SUPPLIED INFORMATION:
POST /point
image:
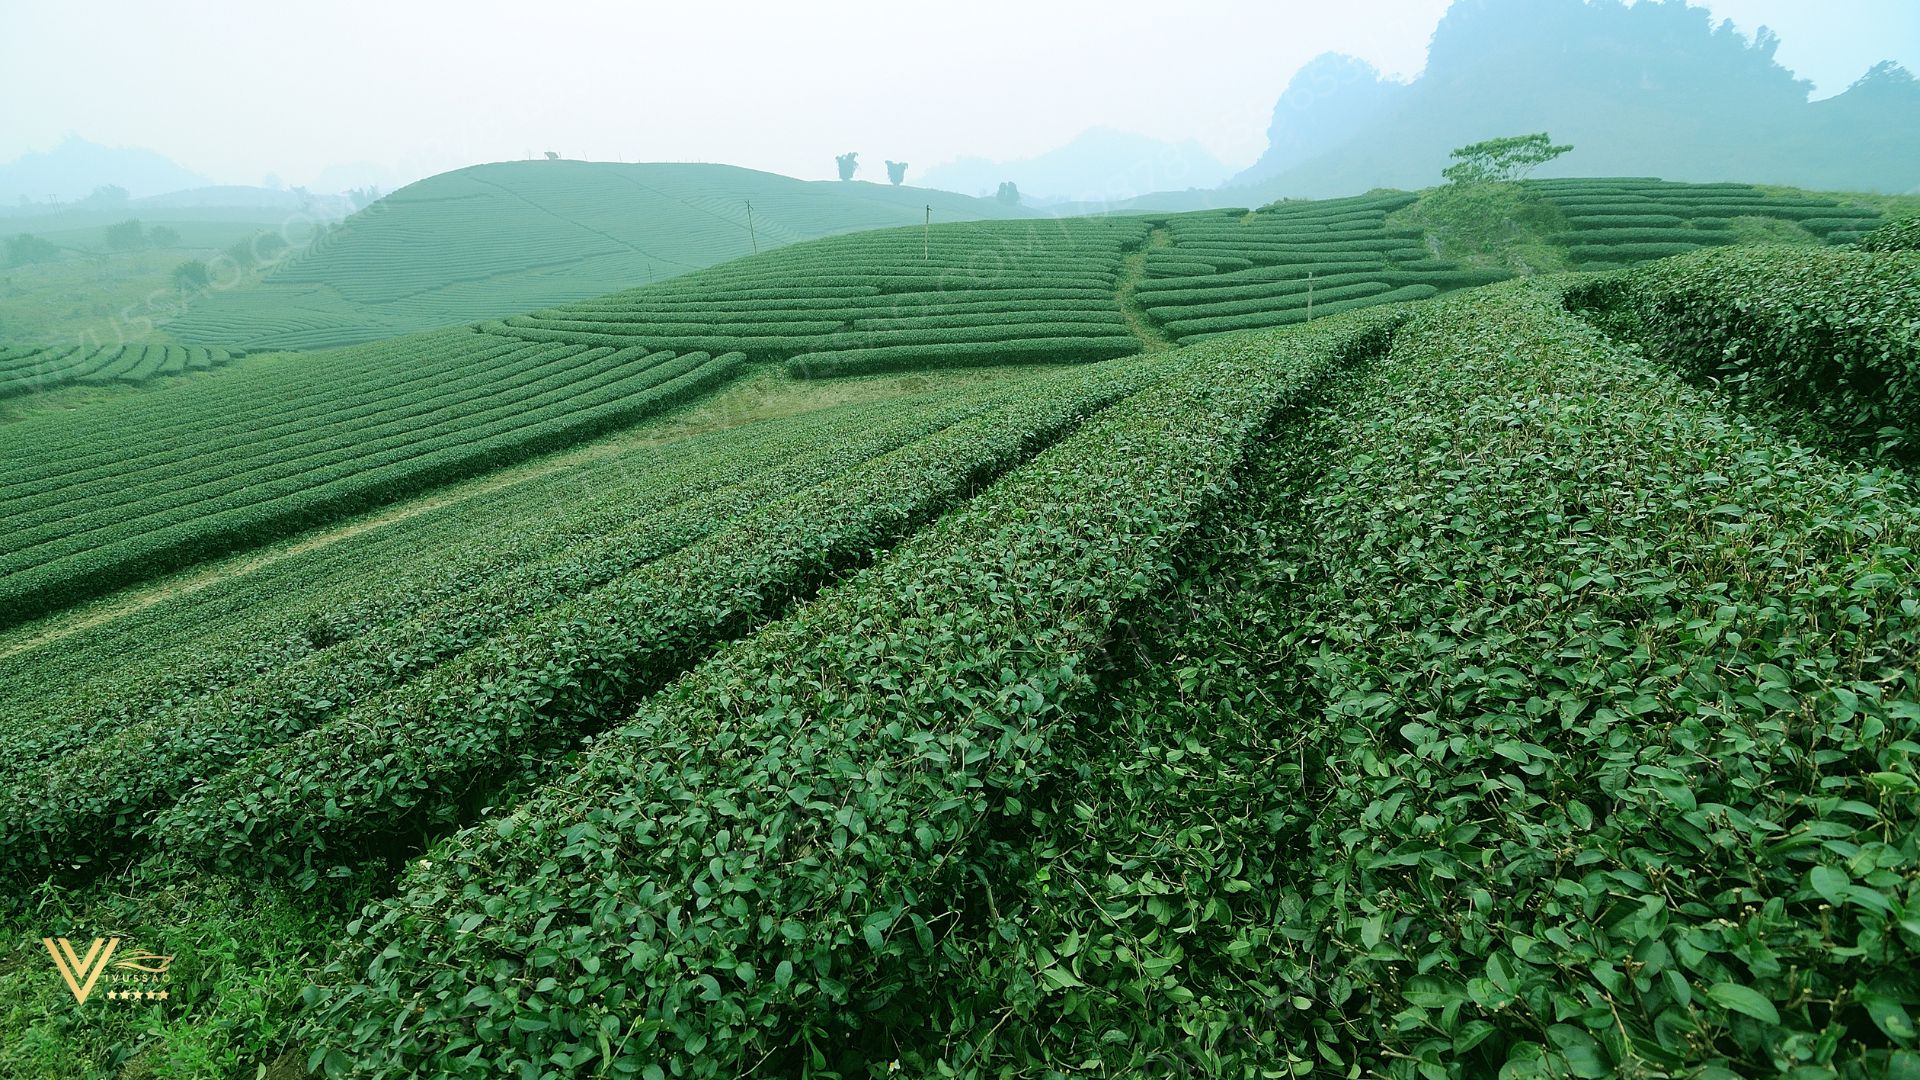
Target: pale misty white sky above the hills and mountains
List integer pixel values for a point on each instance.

==

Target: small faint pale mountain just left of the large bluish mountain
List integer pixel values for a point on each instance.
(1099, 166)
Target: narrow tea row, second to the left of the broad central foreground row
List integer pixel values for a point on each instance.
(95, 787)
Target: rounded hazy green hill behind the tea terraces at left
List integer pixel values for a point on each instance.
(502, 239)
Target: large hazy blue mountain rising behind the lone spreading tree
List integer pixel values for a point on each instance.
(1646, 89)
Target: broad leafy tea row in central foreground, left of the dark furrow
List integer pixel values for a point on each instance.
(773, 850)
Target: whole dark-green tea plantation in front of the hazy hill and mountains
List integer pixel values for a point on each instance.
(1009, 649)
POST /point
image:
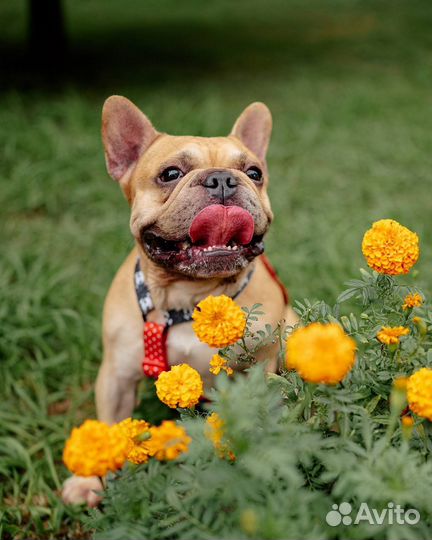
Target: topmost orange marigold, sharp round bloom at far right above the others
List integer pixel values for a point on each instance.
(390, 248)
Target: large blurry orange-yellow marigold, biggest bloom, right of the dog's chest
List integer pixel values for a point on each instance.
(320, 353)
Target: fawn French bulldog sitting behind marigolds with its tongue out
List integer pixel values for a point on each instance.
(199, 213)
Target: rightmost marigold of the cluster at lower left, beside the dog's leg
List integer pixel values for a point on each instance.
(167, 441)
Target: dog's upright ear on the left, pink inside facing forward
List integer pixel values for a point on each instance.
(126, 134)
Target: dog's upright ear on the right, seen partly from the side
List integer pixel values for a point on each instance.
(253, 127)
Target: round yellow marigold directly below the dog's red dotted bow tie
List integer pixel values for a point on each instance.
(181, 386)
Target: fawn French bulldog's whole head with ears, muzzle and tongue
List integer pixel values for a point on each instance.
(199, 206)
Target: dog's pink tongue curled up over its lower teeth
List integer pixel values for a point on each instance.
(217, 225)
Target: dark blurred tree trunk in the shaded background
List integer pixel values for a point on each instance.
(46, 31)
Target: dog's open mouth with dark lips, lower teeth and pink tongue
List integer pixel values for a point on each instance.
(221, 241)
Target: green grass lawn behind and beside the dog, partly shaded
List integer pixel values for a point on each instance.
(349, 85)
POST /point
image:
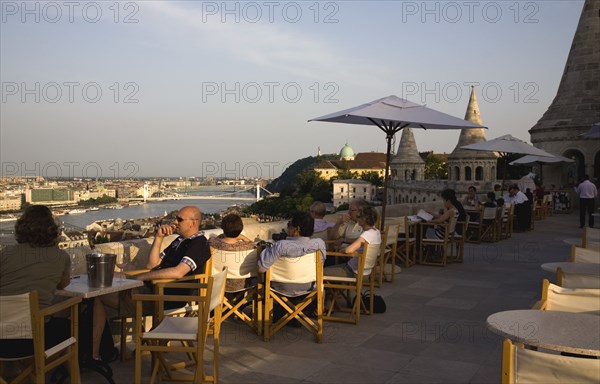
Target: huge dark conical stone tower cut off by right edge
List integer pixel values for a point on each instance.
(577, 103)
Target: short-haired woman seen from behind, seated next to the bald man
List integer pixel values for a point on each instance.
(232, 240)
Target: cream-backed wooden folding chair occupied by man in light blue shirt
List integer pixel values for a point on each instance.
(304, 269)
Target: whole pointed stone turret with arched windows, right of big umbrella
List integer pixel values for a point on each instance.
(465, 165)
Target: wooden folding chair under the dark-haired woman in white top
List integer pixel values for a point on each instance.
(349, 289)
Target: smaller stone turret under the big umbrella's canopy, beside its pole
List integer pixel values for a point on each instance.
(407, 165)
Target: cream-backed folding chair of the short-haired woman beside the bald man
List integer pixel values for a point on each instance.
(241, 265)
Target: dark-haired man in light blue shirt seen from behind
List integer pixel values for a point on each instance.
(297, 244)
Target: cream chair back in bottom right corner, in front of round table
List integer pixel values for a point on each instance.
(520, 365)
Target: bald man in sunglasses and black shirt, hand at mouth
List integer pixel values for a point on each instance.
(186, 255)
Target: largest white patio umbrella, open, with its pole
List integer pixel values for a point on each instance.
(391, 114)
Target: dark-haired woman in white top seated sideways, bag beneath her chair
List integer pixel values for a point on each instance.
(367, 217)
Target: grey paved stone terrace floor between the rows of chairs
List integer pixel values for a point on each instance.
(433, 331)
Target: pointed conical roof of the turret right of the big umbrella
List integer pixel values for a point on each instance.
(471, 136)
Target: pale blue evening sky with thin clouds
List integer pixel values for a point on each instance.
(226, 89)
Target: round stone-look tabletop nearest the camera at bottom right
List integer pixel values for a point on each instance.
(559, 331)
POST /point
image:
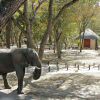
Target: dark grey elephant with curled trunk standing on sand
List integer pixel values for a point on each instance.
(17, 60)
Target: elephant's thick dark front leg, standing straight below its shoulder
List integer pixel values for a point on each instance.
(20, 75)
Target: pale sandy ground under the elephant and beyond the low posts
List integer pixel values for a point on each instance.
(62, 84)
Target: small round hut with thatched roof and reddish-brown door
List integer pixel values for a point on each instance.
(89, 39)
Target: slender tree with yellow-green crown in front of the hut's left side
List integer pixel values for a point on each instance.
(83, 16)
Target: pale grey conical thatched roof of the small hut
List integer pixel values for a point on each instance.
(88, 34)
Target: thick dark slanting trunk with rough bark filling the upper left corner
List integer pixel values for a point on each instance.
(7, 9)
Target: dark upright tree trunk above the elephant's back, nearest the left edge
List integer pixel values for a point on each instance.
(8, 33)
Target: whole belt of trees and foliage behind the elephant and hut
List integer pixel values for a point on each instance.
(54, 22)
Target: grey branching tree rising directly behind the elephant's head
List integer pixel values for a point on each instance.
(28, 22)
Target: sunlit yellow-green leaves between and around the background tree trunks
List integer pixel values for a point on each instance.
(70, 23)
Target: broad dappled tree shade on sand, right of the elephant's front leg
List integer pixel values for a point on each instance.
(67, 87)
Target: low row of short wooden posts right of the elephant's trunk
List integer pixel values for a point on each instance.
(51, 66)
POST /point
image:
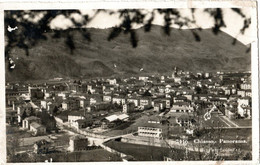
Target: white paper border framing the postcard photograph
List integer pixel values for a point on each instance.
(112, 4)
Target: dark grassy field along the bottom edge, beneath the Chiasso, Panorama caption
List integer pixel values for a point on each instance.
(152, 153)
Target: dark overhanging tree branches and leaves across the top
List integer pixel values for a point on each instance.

TASK BRIEF: Extract every line from the records above that contains the word "nearest".

YOUR RESPONSE:
Target: round stone-look tabletop nearest the camera at bottom right
Target: dark upright tree trunk above the elephant's back, nearest the left edge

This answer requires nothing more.